▸ **Directions**:
Write out all the material exactly. Leave nothing out.

▸ **Entries provided**:
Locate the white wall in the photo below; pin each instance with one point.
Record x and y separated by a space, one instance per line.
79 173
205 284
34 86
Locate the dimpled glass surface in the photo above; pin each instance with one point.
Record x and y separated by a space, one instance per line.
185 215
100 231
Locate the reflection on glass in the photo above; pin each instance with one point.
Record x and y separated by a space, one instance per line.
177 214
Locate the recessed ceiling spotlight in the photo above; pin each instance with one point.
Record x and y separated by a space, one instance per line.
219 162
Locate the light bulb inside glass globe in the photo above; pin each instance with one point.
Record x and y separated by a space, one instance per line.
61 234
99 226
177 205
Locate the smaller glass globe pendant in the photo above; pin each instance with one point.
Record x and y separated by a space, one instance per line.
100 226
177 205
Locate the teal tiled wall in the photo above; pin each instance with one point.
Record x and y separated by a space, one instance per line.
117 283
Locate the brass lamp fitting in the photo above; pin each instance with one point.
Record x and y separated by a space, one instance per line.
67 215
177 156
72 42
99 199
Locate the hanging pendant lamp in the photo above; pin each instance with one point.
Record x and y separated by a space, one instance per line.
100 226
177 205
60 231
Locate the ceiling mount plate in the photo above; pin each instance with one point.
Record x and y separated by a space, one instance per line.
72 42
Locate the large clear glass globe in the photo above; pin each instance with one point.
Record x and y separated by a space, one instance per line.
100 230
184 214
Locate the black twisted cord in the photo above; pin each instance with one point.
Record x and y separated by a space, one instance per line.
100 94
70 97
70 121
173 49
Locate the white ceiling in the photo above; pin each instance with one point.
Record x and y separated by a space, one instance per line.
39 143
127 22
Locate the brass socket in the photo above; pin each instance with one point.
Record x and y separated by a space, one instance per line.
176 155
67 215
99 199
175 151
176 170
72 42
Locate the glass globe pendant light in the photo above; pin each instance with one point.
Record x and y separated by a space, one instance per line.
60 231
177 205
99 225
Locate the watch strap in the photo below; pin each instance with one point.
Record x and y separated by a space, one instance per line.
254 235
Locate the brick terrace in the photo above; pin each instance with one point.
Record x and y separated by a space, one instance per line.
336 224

▸ **Result**:
Locate the white wall in the photo below; pin each instance with one point.
Record x and y separated by a space, one instance per line.
79 173
205 284
34 86
Locate the dimpled glass surface in the photo above; pin each instance with one point.
Record x and y separated by a space, one instance per line.
185 215
100 231
Locate the reflection on glass in the photo above; pin each instance with one point.
Record x and y separated by a space, one instance per line.
177 214
Locate the recessed ceiling spotlight in the photo above; pin each instance with one point.
Record x and y separated by a space, one instance per line.
219 162
Locate the light bulb inside glass globe in the photo above; pin each instance with one point.
Record x and y separated by a space, one instance per line.
61 234
99 226
177 205
Locate the smaller glass globe pendant in the photo above; pin each instance with one point.
Record x and y separated by a space, one instance per line.
100 226
177 205
Locate the teal tiled wall in the photo above; pin each instance with one point.
Record x and y separated by a space, one instance per line.
117 283
Locate the brass lamp fitting in the photo above; pin each instance with one point.
Record x and y separated by a space, one instance per line.
67 215
177 156
72 42
99 199
Locate the hanging pendant lamp in the photo above; pin each instance with one point.
Record x and y separated by a space, one instance per line.
100 226
177 205
60 231
Locate the ceiling mount plate in the photo above; pin each instance with one point.
Record x and y separated by a space, one instance per line.
72 42
Locate the large clear glass globe in the photo above; pin each instance with one point.
Record x and y separated by a space, one instance per line.
100 230
184 214
Locate the black twisted cord in the photo above; pin each instance with one point.
Record x and y separated by a space, one instance per line.
100 94
70 97
70 121
173 49
Locate the white ceiling in the photo above; pin each instance with one point.
Record x and y separated by a space, one instance per line.
39 143
127 22
Locate the brass socket in the photo above; pin each instance with one point.
Record x and y separated by a space, one instance per line.
176 155
67 215
99 199
175 151
176 170
72 42
Locate the glass globe pendant light in the photo above; pin each instance with one point.
Record x and y separated by a space, one instance per line.
60 231
177 205
99 225
Locate the watch strap in the photo below; pin each instance with one point.
Record x and y separated by a space, one instance per line.
254 235
Locate the brick terrace in the photo above; pin each instance with one point.
Record x and y separated by a space, one instance per line.
336 224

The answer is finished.